RECORDED DATA Start Marker

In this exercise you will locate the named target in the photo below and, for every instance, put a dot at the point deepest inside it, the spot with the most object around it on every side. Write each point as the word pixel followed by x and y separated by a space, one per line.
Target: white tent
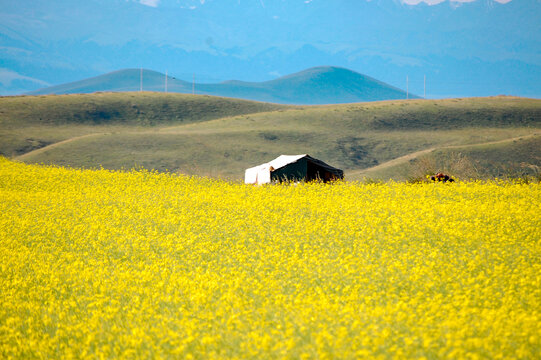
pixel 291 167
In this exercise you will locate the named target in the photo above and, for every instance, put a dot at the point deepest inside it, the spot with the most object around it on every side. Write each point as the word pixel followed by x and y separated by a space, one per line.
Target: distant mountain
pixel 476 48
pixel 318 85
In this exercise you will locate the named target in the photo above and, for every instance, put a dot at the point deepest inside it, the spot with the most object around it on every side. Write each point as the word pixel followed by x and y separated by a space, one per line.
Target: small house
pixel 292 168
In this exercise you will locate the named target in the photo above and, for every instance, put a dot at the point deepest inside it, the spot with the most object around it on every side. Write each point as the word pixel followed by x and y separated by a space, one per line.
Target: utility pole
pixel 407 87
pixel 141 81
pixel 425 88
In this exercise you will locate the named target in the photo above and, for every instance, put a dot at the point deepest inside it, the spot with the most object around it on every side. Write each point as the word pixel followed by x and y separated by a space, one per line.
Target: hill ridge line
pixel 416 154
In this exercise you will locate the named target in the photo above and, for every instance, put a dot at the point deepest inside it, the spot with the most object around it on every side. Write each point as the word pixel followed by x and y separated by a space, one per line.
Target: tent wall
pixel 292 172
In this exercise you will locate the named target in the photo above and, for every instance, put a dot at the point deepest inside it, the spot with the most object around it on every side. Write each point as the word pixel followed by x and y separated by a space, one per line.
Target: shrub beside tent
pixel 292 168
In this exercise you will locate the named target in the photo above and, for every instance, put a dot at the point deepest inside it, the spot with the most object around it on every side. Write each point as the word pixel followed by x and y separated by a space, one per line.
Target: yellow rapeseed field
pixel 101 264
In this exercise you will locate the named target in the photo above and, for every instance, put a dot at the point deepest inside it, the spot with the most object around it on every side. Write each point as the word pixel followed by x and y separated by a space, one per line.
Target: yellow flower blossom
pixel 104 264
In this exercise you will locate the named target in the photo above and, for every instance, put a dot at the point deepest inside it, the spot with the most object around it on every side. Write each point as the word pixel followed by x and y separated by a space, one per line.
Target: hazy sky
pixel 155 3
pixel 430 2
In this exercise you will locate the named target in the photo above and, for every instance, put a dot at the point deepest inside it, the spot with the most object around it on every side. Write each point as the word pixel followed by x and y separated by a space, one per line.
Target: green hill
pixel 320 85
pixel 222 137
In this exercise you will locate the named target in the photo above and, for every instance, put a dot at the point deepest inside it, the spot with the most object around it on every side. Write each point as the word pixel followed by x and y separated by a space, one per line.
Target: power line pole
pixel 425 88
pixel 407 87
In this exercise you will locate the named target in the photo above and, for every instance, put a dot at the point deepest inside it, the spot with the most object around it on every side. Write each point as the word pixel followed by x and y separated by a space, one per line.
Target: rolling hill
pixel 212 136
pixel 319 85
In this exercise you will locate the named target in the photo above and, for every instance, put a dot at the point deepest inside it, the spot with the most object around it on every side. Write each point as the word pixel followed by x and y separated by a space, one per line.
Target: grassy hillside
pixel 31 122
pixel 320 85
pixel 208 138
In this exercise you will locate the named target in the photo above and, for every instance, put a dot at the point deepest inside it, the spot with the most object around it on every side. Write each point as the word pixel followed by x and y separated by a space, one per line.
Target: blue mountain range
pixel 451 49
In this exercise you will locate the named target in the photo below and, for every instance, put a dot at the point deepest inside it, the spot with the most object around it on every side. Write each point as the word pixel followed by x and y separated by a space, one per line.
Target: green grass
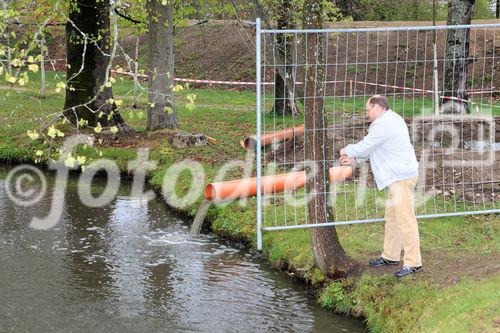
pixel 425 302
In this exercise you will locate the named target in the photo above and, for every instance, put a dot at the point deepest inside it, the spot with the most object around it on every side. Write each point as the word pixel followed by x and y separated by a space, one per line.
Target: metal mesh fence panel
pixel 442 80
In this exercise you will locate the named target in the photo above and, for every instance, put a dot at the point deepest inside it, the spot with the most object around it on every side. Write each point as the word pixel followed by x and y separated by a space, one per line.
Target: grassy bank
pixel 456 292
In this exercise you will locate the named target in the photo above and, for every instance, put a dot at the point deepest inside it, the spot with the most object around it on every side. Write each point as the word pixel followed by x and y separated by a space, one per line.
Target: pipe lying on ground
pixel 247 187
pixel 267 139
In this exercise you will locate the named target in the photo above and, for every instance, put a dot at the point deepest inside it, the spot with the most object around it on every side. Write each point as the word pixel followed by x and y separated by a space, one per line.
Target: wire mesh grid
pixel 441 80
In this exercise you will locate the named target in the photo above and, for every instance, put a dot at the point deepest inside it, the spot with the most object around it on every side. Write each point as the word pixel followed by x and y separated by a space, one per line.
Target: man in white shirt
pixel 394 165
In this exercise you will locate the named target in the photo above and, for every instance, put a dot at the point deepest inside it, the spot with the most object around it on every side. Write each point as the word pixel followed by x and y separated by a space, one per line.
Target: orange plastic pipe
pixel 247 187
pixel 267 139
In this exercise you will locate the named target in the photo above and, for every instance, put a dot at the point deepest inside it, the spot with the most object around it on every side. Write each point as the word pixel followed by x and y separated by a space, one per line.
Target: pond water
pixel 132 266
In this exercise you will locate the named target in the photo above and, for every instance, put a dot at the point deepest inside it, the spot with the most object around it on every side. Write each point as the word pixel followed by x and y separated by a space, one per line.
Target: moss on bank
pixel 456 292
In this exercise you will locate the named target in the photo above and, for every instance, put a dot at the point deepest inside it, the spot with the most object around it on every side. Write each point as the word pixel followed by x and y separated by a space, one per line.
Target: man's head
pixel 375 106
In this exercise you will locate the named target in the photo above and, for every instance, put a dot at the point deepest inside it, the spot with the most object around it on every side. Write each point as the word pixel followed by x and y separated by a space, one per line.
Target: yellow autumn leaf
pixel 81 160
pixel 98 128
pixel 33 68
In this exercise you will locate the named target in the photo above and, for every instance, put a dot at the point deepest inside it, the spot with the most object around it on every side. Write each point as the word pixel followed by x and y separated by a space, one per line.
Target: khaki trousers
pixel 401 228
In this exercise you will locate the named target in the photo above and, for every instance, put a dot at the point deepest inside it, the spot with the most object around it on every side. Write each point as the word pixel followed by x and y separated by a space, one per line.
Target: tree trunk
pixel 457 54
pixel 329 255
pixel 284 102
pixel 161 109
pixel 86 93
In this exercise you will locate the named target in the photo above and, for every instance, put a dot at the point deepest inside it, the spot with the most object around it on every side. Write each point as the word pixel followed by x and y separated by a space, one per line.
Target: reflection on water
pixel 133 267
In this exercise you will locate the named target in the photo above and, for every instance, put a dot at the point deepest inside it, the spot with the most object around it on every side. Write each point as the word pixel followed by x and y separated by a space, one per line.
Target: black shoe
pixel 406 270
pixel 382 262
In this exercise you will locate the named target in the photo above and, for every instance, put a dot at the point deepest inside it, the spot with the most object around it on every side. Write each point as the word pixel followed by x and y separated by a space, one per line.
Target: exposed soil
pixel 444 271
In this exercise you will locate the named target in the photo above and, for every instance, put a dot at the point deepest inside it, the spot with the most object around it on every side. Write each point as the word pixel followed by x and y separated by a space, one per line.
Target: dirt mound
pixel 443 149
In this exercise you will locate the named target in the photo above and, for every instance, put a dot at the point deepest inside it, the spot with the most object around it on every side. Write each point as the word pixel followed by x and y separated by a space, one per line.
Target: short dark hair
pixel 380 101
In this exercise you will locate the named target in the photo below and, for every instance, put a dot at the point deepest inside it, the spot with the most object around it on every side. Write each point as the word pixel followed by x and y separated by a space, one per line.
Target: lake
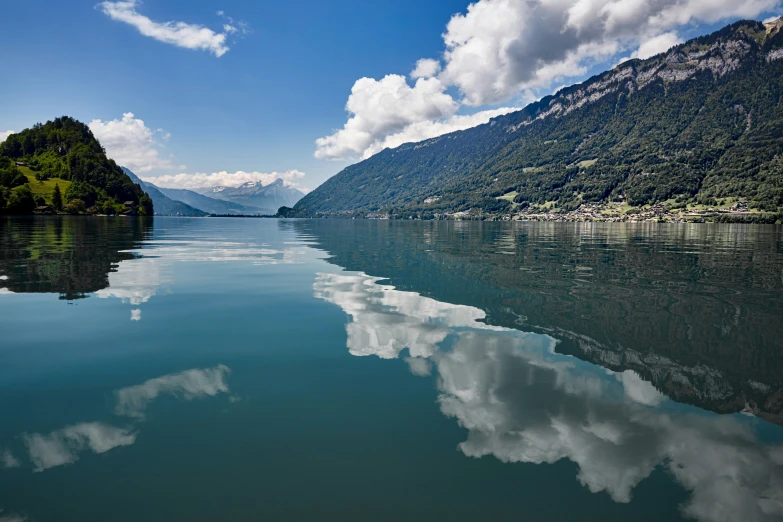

RECORDED DATA End Marker

# [WHAT YOU WILL DO]
Copy each line of the records above exactly as written. Do not carry over any picture.

# [OUTPUT OF THE EXERCISE]
In this exercise you will locate the named target in the photo below and, for every instance, put a dot at the point deepest inside it, the spot with the most object around it on every side. Write each point as the word pixel followed by x and y separated by a space, one per line.
Target: white tent
pixel 291 167
In this exercise you will locate the named target in the photo above and, for every instance, put a dot at the point deepest inside it, the spot with the most object around it on every side. Write each point as the word pixel followed by x and y separated by a space, one per line.
Target: distant mountain
pixel 476 48
pixel 318 85
In this exercise you will locate the named target in the photo above and, for every instance, put a dot at the point deepest inside it, the spot with the most object around it on every side. Write each point as the word pixel followed by x and y separated by a space, one per line.
Target: small house
pixel 292 168
In this exercise you will locate the named target in the photo above and, for every instance, put a dot at the point deepest inside it, the spot with the most object around it on every side. Write each point as the word pixel followed by x and y separated by a space, one per line.
Target: utility pole
pixel 407 87
pixel 141 81
pixel 425 88
In this exercise you will locate the named target in the photo above and, for every instance, put a dot at the point deepest inside it, the spot with the most object around it on every side. Write each point as the word pixel followed by x and y separated by a space, one per line.
Target: hill ridge line
pixel 416 154
In this exercise you will locate the named target in the photo above and, for every instance, put a dot at the point deepest inside it, the spot with the most object around it on every side. Write each point as the word pixel followed by x and y separated by a space, one per line.
Target: tent wall
pixel 292 172
In this exercise you will locate the named target in the photo above and, for every instance, put a dot at the point deepest inside it, the spot with the most object around it on every side. Write each point as the word pixel followed by x and y separated by a space, one per line.
Target: shrub beside tent
pixel 292 168
In this exercise you will locate the named target in the photo above and, for every instance, put a dot at the point deepest inside it, the spot with the most object around it on every side. Write each point as the word pixel followed by x and y separated by a space, one per line.
Target: yellow rapeseed field
pixel 101 264
In this exercise you will locate the named target in the photo above and, for every instance, put a dot at the point deepest inside it, the spot with the most object around it on every side. Write each point as the word pixel followed by x and y separated by a space, one per line.
Target: yellow flower blossom
pixel 104 264
In this exercise you will locate the named target in the photo above and, for every instance, put a dot at the point deepest inside it, the spot with the most object around it on every side. Write each point as the word pixel followed by x and y separated by a space, one per line.
Target: hazy sky
pixel 155 3
pixel 430 2
In this exercise you will locate the named target in the photo above and, for every instance, put a dot at the point deepest inside it, the spot with the most object around it on every side. Write each point as the word pixel followed by x and y separated by a space, one per line.
Target: green hill
pixel 320 85
pixel 222 137
In this exercise you will locate the named target in the photo above and, for every instance, put a dot at the point deepest inside it, the spot with the most object around it on every side. Write each point as the word pixel followed by x and y separated by a space, one per line.
Target: power line pole
pixel 425 88
pixel 407 87
In this exercise you will locate the named target in the photo above and, for every instance, put a dot at the point deepest inside it, the spot with the most object around it on every side. Write each point as the word pixel followed by x and y separated by a space, one per line.
Target: rolling hill
pixel 212 136
pixel 319 85
In this exercise you will locate the named target in the photo above and, for every instance, put a dot at the point deepest inside it, the spot with the most object around it on every side. Write each point as the word pixel followed by x and y separated by a space, one per line.
Target: grassy hillside
pixel 31 122
pixel 320 85
pixel 208 138
In this exercise you will locate the named target in the photo above and, for every instance, put a dot at the point deepest inside it, the spot with the most object around it on every side. Write each point as the word pixel followed by x and y separated by a space, one per line.
Target: blue mountain range
pixel 451 49
In this exercise you will locate the named target in the photo below and, for every instance, put a dot at the point deepest inside it, the spot with the most object around it on every side. Write each point as the word pixel followed by x and y separated by a space, one per line.
Target: green grass
pixel 425 302
In this exercise you will locate the named target in the photo above and, for every instance, put a dot at the point deepest inside it, the spot with the most object around it on every side. Write each point as the word pixel followed by x and y separated by a space, one per line.
Target: metal mesh fence panel
pixel 442 80
In this exercise you will locate the named target in the photo above and, for every instance, put a dot at the point deepest inside it, the spot with the most object around it on every side. Write each point as the word pixel followed by x and y separated by a space, one per line.
Target: grassy bank
pixel 456 292
In this exercise you will locate the named target in the photo above and, for every instance, put a dot at the point deepest inside it, the spot with the most object around it on every side. Write each point as the word pixel followed by x and y separated by a space, one per line.
Target: pipe lying on ground
pixel 247 187
pixel 267 139
In this exercise you will locate the named target in the photo above and, for every instance, put a dot at the point deepest inside it, the spot with the most object around it on every side. Write each point as the word pixel followed by x and y separated by a space, one per line.
Target: wire mesh grid
pixel 441 80
In this exercise you will locate the named target in the photo above and, for every instance, put a dot at the point deepest inside it, the spot with the most object around it on every side. Write each point as the word pixel followed by x and y separated by a space, one per line.
Target: man in white shirt
pixel 394 165
In this exercise you will locate the named target in the photo above and, for every instance, put a dot at the point deepest inside it, the spot with the most object around it on every side. Write each point as the word pixel followed by x and y separated by a space, one per line.
Target: orange plastic pipe
pixel 247 187
pixel 267 139
In this exercise you will locate the named target in the photo above and, for every instance, put a dot at the point deepest inside it, the spot with the most object around it on every side. Write each point as the word pixel followed by x and y separated by a space, one per line.
Target: pond water
pixel 132 266
In this exercise you will locate the named target in the photo above and, for every instance, put a dot at the point deepest inside it, the spot with the most object around it on every side. Write each point as the word pixel followed by x and y separated by a space, one per line.
Target: moss on bank
pixel 456 292
In this exercise you will locate the named target in the photo above and, for every instance, put a dot at the point deepest inside it, the spot with the most object around it on every side. Write each point as the word pixel followed by x and y separated by a space, one per line.
Target: man's head
pixel 375 106
In this exercise you will locate the named target in the photo above and, for every instance, put a dot at the point deepest inside it, the spot with the most object around it on every side. Write each point as the word pixel followed by x and y separated by a space, one per line.
Target: yellow autumn leaf
pixel 81 160
pixel 98 128
pixel 33 68
In this exercise you will locate the named target in the photo above and, for every instance, put a dot at the point deepest inside it, the spot with the most object around it on every side. Write each point as the word pixel followed by x and y separated by a space, one per line.
Target: khaki trousers
pixel 401 228
In this exercise you will locate the named target in the photo above and, for every instance, put a dot at the point deepest inside it, the spot with the most object around it on every side. Write each point as the word pixel followed by x and y separated by a space, one per line.
Target: tree trunk
pixel 457 54
pixel 329 255
pixel 284 102
pixel 161 109
pixel 86 93
In this exercise you will locate the named target in the photo above and, for every instance, put a dot at the point deepest inside it, the spot with the most object around it on every side. Write each point as the word pixel followed by x and y separated by a space, one per line.
Target: reflection on water
pixel 133 267
In this exercise you will locate the named target in the photo above and, for every instance, put a dot at the point deepest inside it, the spot with the most object around it on every side. Write each point as the word pixel followed by x and y separated by a space, one per line.
Target: black shoe
pixel 406 270
pixel 382 262
In this exercise you will locate the named target in the photo above and, for every instance, put a dot at the point deepest inside it, the spot with the most object around it on every side. Write each point as the word pixel followed by x and y separated by a space, one per line.
Target: exposed soil
pixel 444 271
In this exercise you will locate the named target in the photo above and, for every instance, put a dot at the point deepest inside it, the spot with the most object around it on every side. Write each point as the word pixel followed by x and y separated by a space, one per line.
Target: dirt mound
pixel 443 149
In this exercise you will locate the named target in the photo above and, for every instance, put a dot at the point deepest inside it, the spot with the most object around it on every side. Write each point as the word pixel followed by x and y separated by a space, one per line.
Target: short dark hair
pixel 380 101
In this exercise you will locate the named target in the photo below and, for every instance, put a dot at the point deepest inside it, the spot with the most object around it on every side. Write each point as the word pixel followed by x and y separated by a space, one per line.
Target: lake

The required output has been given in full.